> _Provided text_
━━━
2013: The year we stopped trusting technology

The tech world achieved some remarkable things in 2013 — but miracle gadgets come at a price

Published December 20, 2013 12:45PM (EST)

Clockwise from top left: Marissa Mayer, Mark Zuckerberg, Tim Cook    (Reuters/Stephen Lam/Jason Reed/Salon)
Clockwise from top left: Marissa Mayer, Mark Zuckerberg, Tim Cook (Reuters/Stephen Lam/Jason Reed/Salon)

I wrote a cover story for the San Francisco Bay Guardian alternative weekly in 1994 that boasted the proud title "How to Connect to the Internet." It was well received, satisfying readers' earnest curiosity about something new and amazing. But that was two decades ago. Now, surveying the regular outbreaks of absurdity, vileness and greed that haunt my every move online, I have wondered to myself more than once during this crazy year:

Dear lord, what have I done?

That's a joke. Kind of. But also not really. In 2013, the awesome potential of our networked digital lives was realized in countless ways. Nineties hype is now 2013 reality -- one very big reason why the current tech boom appears to have more staying power than the dot-com nuttiness ever did. We do things every day with our phones that just 10 years ago we would have deemed hopelessly impractical, or the stuff of "Star Trek."

But 2013 was also a year in which the negative consequences of our full immersion in the future became more apparent than ever -- sparking, amazingly, a full-throttle culture war in the Northern California birthplace of the digital revolution.
━━━
> _To be done_
1. In the article on 2013 and technology, replace "cover story" with "feature article" in the passage between "Published December 20, 2013" and "have I done?", inclusive, and write out that passage.
2. Answer these from the article on 2013 and technology:
(a) In what year did the author write "How to Connect to the Internet"?
(b) On what date was the article published?
(c) Where did the culture war the article mentions break out?
The lines that come after the article are not needed.

> _Dataset excerpt_
━━━
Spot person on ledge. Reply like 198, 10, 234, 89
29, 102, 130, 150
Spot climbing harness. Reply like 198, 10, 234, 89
━━━
> _Solutions for each task_
1.
Published December 20, 2013 12:45PM (EST)

Clockwise from top left: Marissa Mayer, Mark Zuckerberg, Tim Cook    (Reuters/Stephen Lam/Jason Reed/Salon)
Clockwise from top left: Marissa Mayer, Mark Zuckerberg, Tim Cook (Reuters/Stephen Lam/Jason Reed/Salon)

I wrote a feature article for the San Francisco Bay Guardian alternative weekly in 1994 that boasted the proud title "How to Connect to the Internet." It was well received, satisfying readers' earnest curiosity about something new and amazing. But that was two decades ago. Now, surveying the regular outbreaks of absurdity, vileness and greed that haunt my every move online, I have wondered to myself more than once during this crazy year:

Dear lord, what have I done?

2.
(a) 1994
(b) December 20, 2013
(c) In Northern California, the birthplace of the digital revolution